## [TASK BRIEF]
Wherever the word "tree" turns up in a line of the entries, copy that line.

[Records contained in a dataset]
##############################

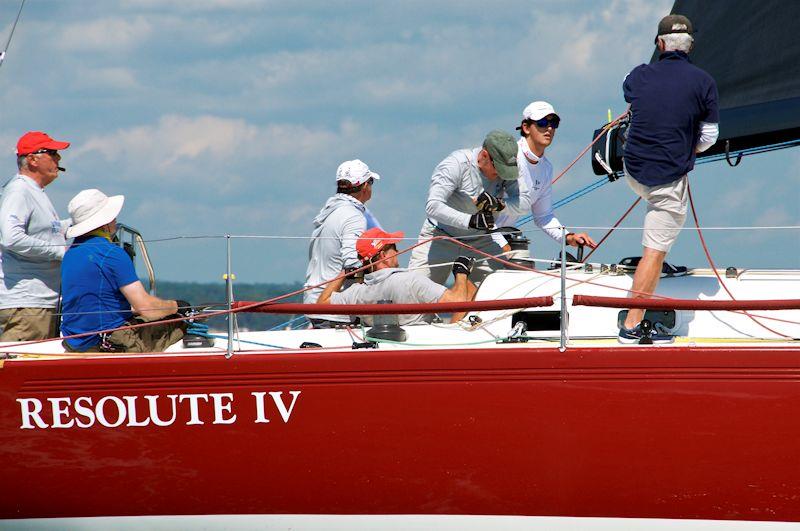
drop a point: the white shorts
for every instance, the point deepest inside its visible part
(666, 211)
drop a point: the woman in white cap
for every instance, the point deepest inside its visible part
(537, 131)
(101, 290)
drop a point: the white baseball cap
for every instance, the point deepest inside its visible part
(91, 209)
(538, 110)
(355, 172)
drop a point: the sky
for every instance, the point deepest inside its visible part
(219, 117)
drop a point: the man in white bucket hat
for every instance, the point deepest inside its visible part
(100, 288)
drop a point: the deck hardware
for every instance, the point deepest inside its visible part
(517, 334)
(366, 344)
(229, 296)
(647, 331)
(386, 326)
(563, 340)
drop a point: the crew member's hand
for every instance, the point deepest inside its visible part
(463, 266)
(185, 309)
(482, 221)
(488, 203)
(581, 238)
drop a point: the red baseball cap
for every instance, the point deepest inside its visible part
(35, 140)
(373, 240)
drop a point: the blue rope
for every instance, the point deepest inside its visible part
(570, 198)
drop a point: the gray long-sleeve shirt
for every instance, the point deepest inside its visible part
(333, 245)
(32, 243)
(456, 181)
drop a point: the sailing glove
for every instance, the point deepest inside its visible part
(488, 203)
(185, 309)
(463, 266)
(481, 221)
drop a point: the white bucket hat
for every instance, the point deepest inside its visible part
(91, 209)
(355, 171)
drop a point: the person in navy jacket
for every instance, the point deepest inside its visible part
(674, 116)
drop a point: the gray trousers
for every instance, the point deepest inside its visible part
(433, 259)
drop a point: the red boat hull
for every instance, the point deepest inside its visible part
(674, 432)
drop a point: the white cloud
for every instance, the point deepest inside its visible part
(117, 78)
(104, 34)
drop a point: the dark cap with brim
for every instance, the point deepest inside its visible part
(503, 149)
(674, 24)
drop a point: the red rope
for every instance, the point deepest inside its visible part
(384, 309)
(714, 267)
(685, 304)
(630, 209)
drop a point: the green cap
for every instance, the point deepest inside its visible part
(503, 149)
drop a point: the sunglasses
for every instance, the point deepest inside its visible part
(51, 152)
(545, 122)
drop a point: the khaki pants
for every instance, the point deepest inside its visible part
(153, 338)
(666, 211)
(28, 324)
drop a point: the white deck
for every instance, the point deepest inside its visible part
(588, 326)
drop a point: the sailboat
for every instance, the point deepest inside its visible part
(526, 413)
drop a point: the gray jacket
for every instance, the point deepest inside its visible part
(333, 245)
(456, 181)
(32, 243)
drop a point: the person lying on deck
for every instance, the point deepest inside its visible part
(100, 288)
(386, 281)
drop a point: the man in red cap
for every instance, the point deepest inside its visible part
(386, 281)
(32, 242)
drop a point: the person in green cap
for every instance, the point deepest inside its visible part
(467, 189)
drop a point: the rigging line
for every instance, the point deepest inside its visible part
(714, 267)
(570, 198)
(226, 311)
(604, 238)
(577, 282)
(10, 35)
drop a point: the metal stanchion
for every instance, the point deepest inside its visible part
(229, 296)
(563, 344)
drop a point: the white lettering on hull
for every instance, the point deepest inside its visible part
(136, 411)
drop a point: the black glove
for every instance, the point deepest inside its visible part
(185, 309)
(463, 265)
(488, 203)
(482, 221)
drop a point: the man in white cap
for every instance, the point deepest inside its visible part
(336, 230)
(32, 243)
(467, 189)
(101, 289)
(537, 130)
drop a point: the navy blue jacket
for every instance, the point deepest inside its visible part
(668, 100)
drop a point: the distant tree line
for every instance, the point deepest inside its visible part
(213, 294)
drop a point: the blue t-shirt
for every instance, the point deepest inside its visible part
(668, 100)
(92, 273)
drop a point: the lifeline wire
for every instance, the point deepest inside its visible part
(10, 35)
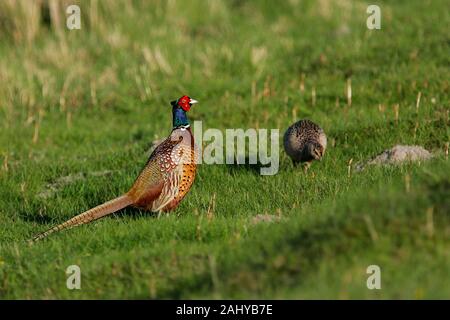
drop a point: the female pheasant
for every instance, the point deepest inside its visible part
(165, 179)
(305, 141)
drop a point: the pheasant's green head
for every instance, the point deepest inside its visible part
(179, 109)
(184, 103)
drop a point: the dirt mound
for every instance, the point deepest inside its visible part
(398, 154)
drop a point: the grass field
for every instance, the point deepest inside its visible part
(79, 110)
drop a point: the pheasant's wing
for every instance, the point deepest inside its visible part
(171, 164)
(150, 182)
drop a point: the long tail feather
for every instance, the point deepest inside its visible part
(90, 215)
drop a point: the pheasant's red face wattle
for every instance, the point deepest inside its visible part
(184, 103)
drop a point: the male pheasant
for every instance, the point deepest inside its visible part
(305, 141)
(165, 179)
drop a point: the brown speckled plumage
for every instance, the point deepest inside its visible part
(164, 181)
(305, 141)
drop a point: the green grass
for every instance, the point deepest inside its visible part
(93, 100)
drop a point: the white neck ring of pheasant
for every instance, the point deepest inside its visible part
(180, 108)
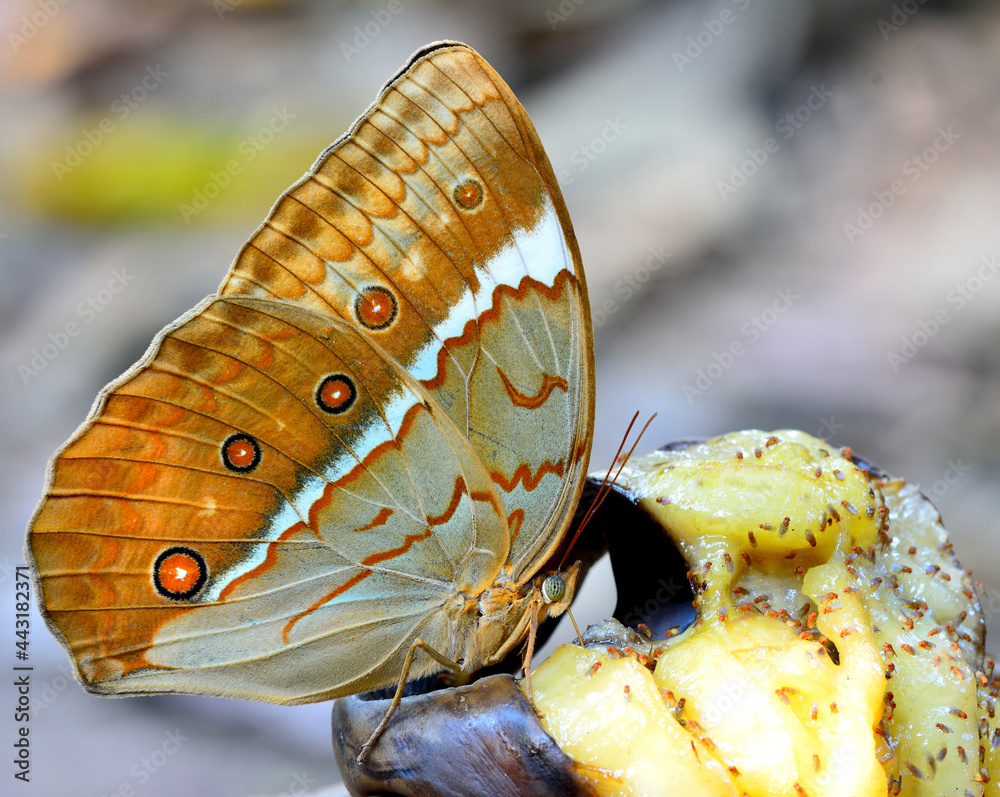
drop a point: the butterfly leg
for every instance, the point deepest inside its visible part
(529, 648)
(398, 697)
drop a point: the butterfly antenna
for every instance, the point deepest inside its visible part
(608, 481)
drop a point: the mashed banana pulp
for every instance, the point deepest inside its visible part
(838, 648)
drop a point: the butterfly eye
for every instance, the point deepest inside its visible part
(241, 453)
(335, 394)
(468, 195)
(553, 588)
(376, 308)
(179, 573)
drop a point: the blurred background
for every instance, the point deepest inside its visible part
(788, 215)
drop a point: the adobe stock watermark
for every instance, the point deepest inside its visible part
(711, 30)
(562, 12)
(144, 769)
(582, 157)
(365, 34)
(901, 14)
(913, 168)
(786, 127)
(927, 328)
(32, 24)
(121, 108)
(629, 285)
(751, 331)
(87, 310)
(248, 150)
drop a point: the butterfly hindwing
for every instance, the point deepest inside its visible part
(349, 530)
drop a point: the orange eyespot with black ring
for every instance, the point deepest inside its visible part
(179, 573)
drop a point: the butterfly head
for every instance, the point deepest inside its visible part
(555, 590)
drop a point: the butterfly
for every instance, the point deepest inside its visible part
(370, 440)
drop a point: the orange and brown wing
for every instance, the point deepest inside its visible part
(267, 507)
(436, 225)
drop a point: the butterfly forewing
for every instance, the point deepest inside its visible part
(387, 410)
(493, 317)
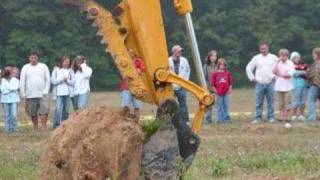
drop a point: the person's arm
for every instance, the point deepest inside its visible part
(4, 88)
(23, 82)
(290, 71)
(47, 78)
(86, 70)
(14, 84)
(250, 68)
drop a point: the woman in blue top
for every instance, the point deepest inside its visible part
(300, 85)
(9, 99)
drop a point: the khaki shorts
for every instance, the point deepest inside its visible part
(37, 106)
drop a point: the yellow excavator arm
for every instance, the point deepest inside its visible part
(138, 25)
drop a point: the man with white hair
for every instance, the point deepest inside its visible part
(259, 71)
(180, 66)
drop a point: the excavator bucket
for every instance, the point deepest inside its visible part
(137, 25)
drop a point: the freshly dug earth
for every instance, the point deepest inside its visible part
(94, 144)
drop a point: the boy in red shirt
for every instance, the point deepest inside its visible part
(127, 98)
(222, 86)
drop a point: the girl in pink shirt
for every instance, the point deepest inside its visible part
(283, 85)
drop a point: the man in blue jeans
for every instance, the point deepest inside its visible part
(260, 71)
(180, 66)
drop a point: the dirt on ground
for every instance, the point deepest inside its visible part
(94, 144)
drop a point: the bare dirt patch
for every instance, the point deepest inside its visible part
(94, 144)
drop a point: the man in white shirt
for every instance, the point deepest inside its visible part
(34, 88)
(180, 66)
(260, 71)
(82, 74)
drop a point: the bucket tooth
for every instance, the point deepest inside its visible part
(94, 24)
(103, 41)
(99, 33)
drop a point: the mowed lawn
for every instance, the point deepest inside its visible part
(235, 151)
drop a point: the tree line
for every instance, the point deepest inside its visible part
(234, 28)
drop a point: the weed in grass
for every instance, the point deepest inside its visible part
(150, 127)
(219, 167)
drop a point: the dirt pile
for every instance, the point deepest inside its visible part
(94, 144)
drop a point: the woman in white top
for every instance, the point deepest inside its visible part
(63, 80)
(9, 99)
(82, 73)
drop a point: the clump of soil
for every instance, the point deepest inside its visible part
(94, 144)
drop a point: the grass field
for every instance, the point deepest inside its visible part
(235, 151)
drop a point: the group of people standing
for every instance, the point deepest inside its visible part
(295, 83)
(69, 82)
(219, 81)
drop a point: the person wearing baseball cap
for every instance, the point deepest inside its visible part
(180, 66)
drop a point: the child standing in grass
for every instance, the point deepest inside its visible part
(283, 84)
(9, 99)
(313, 75)
(127, 98)
(300, 85)
(222, 86)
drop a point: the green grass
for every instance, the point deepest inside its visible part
(236, 151)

##############################

## [RESULT]
drop a point: the distant tree line
drop a point: the tree line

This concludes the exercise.